■ KUTIPAN ■
::::::::
Lord Buckethead lalu dikenal sebagai aktor satir yang kerap mengkiritisi kebijakan-kebijakan pemerintah Inggris saat itu.

Tak hanya itu, di negara yang sama namun di waktu yang lebih silam, ada sebuah partai politik yang berdiri pada tahun 1983. Namun karena para pendirinya ialah sekumpulan pelawak, maka mereka menginginkan atmosfer politik yang lebih santai dan berbeda. The Moster Raving Loony Party menjadi satu-satunya partai dengan terobosan diluar nalar. Dalam kampanyenya, mereka menjanjikan pudding gratis untuk setiap orang jika mereka menang pemilu.

Akan tetapi, kampanye nyeleneh mereka justru berbuah manis layaknya pudding. Partai The Monster Raving Loony Party berhasil meraih beberapa kursi di parlemen Inggris ketika itu.
::::::::
■ DATA TERSIMPAN ■
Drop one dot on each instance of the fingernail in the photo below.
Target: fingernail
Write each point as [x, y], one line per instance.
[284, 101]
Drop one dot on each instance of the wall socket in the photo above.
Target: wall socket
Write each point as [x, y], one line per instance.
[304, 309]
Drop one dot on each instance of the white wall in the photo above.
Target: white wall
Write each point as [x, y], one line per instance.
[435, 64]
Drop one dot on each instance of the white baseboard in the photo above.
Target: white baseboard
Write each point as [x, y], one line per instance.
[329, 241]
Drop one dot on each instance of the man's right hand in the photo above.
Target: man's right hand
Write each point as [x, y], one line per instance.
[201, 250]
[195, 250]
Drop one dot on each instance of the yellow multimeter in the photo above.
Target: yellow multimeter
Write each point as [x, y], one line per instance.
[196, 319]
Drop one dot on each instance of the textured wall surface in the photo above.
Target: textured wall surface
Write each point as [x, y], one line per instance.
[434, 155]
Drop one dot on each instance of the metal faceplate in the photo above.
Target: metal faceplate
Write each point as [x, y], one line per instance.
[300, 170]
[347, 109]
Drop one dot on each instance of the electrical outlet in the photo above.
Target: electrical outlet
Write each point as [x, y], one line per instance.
::::::::
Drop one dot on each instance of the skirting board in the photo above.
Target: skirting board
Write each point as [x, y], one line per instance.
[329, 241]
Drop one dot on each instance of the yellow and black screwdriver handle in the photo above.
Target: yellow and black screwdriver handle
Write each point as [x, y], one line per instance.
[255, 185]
::::::::
■ YANG PERLU DIKERJAKAN ■
[1] Jawab pertanyaan berikut berdasarkan kutipan:
(a) Lord Buckethead dikenal sebagai apa?
(b) Pada tahun berapa partai politik yang didirikan para pelawak itu berdiri?
(c) Apa yang dijanjikan partai itu dalam kampanyenya jika menang pemilu?
[2] Salin lagi bagian kutipan mulai dari "Tak hanya itu, di" sampai "Inggris ketika itu.", dan tukar "pudding" dengan "kue".

■ JAWABAN TIAP TUGAS ■
[1]
(a) Aktor satir yang sering mengkritik kebijakan pemerintah Inggris saat itu.
(b) Tahun 1983.
(c) Pudding gratis untuk setiap orang.

[2]
Tak hanya itu, di negara yang sama namun di waktu yang lebih silam, ada sebuah partai politik yang berdiri pada tahun 1983. Namun karena para pendirinya ialah sekumpulan pelawak, maka mereka menginginkan atmosfer politik yang lebih santai dan berbeda. The Moster Raving Loony Party menjadi satu-satunya partai dengan terobosan diluar nalar. Dalam kampanyenya, mereka menjanjikan kue gratis untuk setiap orang jika mereka menang pemilu.

Akan tetapi, kampanye nyeleneh mereka justru berbuah manis layaknya kue. Partai The Monster Raving Loony Party berhasil meraih beberapa kursi di parlemen Inggris ketika itu.